#### Yönergeler
[1] Aşağıdaki (a), (b) ve (c) ifadelerinin, Çin'in askeri testleriyle ilgili metinle örtüşüp örtüşmediğini belirtin. Her biri için evet ya da hayır deyin ve karara esas olan sözleri metinden birebir alıntılayın.
(a) INF Anlaşması 1987 yılında imzalanmıştır.
(b) Gazeteye göre Washington, güçlerini tek bir yerde toplamaktadır.
(c) Rıhtıma kurulan sensörler veri toplama işlevi görmüştür.
[2] Çin'in askeri testleriyle ilgili metinde "Geçen hafta analistlerin" sözlerinden başlayıp aşağıya doğru "için kullanıldığını söyledi." sözlerine kadar uzanan bölümün tamamını harfi harfine kopyalayın.

#### Sayfa
---------------

Geçen hafta analistlerin hipersonik bir nükleer bomba olduğunu düşündüğü füze testi de dahil olmak üzere, Çin son dönem bir dizi askeri test gerçekleştirdi. En son test hakkında Global Times, sualtı yüklemelerinin 'güçlü bir patlama' ile bir iskeleyi 'tamamen yıkmak' için kullanıldığını söyledi.
Times, rıhtıma kurulan sensörlerin, 'gerçek bir savaşta düşman limanlarına' yönelik saldırıları desteklemek için kullanılacak verileri toplama işlevi gördüğünü söyledi.
Gazete, sualtı silahının, ABD'nin Pasifik'teki değişen taktiklerine bir yanıt olduğunu ve Washington'ın saldırılardan kaynaklanan zararı azaltmak için, güçlerini tek bir yerde toplamak yerine daha küçük yerler arasında böldüğünü iddia etti.
Rusya Dışişleri Bakanı Sergey Lavrov, ABD’nin, Orta Menzilli Nükleer Kuvvetler Anlaşması’nın (INF) yasakladığı füze sistemlerini Asya Pasifik bölgesinde konuşlandırma girişimlerinden endişe duyulduğunu belirterek "Bu, stratejik istikrarı ve mevcut dengeyi önemli ölçüde bozacak." dedi.
INF Anlaşması, dönemin ABD Başkanı Ronald Reagan ve Sovyetler Birliği lideri Mihail Gorbaçov tarafından 1987 yılında imzalanmıştı ancak ABD, 2019 yılının başlarında Washington yönetimi, Rusya'yı yeni tip bir füze geliştirmekle suçlamış ve anlaşmayı askıya aldığını açıklamıştı.

---------------

#### Gösterilen satırlar

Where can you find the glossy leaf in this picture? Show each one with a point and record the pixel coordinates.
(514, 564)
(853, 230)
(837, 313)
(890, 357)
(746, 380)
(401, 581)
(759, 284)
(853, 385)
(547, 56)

---------------

#### Yanıtlar
[1]
(a) Evet: "tarafından 1987 yılında imzalanmıştı"
(b) Hayır: "güçlerini tek bir yerde toplamak yerine daha küçük yerler arasında böldüğünü"
(c) Evet: "rıhtıma kurulan sensörlerin, 'gerçek bir savaşta düşman limanlarına' yönelik saldırıları desteklemek için kullanılacak verileri toplama işlevi gördüğünü"

[2]
Geçen hafta analistlerin hipersonik bir nükleer bomba olduğunu düşündüğü füze testi de dahil olmak üzere, Çin son dönem bir dizi askeri test gerçekleştirdi. En son test hakkında Global Times, sualtı yüklemelerinin 'güçlü bir patlama' ile bir iskeleyi 'tamamen yıkmak' için kullanıldığını söyledi.